Given instruction = Translate this sentence from the Montenegro airport transfer text below into Spanish: "A short ride in daylight with one bag doesn’t need a pre-booked private driver."

We get this question on the phone almost daily — “why should I book you when I can just grab a taxi at the airport?” It’s a fair question and the honest answer is: sometimes you shouldn’t. A short ride in daylight with one bag doesn’t need a pre-booked private driver. Other situations very much do.
This is the conversation we have with first-time visitors to Montenegro who are weighing the two options. We’re a private transfer company, but we’d rather give you a real comparison than oversell — booking the wrong service for your trip wastes everyone’s time.
Quick facts about the two airports
- Tivat Airport (TIV): The coastal airport, 4 km from Tivat town. Closest to Kotor (8 km), Budva (22 km), Sveti Stefan (28 km).
- Podgorica Airport (TGD): The capital airport, 11 km south of Podgorica. Closest to inland routes; ~65 km to Budva, ~90 km to Kotor, ~75 km to Kolašin.
- Both airports: Have an official taxi rank, often with a queue in summer. Both also have private transfer pickup areas.
- Bus service: Limited — neither airport has frequent direct buses to most destinations. Plan accordingly.
Live arrivals, departures, and parking information for both airports are published on the official Airports of Montenegro site.
When a regular taxi works fine
We’re not going to pretend you should book us for everything. A taxi is genuinely the better choice in some situations:
- Tivat airport to Tivat town centre. 4 km, 10 minutes. A taxi for €10-€15 makes complete sense. No need to pre-book a private car.
- Solo traveler with a backpack and daylight arrival. Short distance, no luggage stress, no language barrier (most taxi drivers handle basic English). A taxi works.

Listing =

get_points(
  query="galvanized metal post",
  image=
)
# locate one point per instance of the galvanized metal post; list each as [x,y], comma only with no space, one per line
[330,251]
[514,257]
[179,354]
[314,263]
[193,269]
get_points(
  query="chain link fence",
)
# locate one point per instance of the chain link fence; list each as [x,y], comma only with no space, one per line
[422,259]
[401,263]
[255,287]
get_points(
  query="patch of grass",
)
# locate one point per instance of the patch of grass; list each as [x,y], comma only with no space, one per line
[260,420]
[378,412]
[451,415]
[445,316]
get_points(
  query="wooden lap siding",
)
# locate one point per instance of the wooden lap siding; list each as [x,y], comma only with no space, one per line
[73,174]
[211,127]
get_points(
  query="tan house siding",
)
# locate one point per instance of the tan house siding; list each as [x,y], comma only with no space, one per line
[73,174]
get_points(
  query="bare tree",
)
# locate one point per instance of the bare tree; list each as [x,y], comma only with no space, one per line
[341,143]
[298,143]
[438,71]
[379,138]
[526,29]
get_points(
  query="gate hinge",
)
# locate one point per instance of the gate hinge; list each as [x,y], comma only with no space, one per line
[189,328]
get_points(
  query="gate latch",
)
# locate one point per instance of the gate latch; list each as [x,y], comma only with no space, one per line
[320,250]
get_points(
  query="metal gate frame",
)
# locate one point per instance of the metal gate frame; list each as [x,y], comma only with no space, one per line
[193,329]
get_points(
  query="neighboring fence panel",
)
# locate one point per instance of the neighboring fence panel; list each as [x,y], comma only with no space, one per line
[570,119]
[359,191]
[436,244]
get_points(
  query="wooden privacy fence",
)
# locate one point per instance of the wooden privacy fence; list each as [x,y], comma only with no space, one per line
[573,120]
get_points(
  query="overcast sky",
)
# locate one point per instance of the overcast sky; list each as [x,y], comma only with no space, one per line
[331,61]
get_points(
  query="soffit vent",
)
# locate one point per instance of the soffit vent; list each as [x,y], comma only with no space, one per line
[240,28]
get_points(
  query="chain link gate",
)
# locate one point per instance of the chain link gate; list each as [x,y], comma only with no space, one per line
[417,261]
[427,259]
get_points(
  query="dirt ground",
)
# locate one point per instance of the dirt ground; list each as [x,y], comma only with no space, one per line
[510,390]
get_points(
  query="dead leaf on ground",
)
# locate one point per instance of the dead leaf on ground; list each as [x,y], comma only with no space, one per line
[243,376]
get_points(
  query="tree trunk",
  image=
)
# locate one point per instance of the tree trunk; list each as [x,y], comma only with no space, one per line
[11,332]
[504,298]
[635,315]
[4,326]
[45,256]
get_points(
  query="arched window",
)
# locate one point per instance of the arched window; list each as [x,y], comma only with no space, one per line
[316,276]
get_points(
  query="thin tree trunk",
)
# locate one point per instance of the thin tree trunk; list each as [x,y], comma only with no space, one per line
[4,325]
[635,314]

Finished answer = Un trayecto corto de día con una sola maleta no necesita un conductor privado reservado con antelación.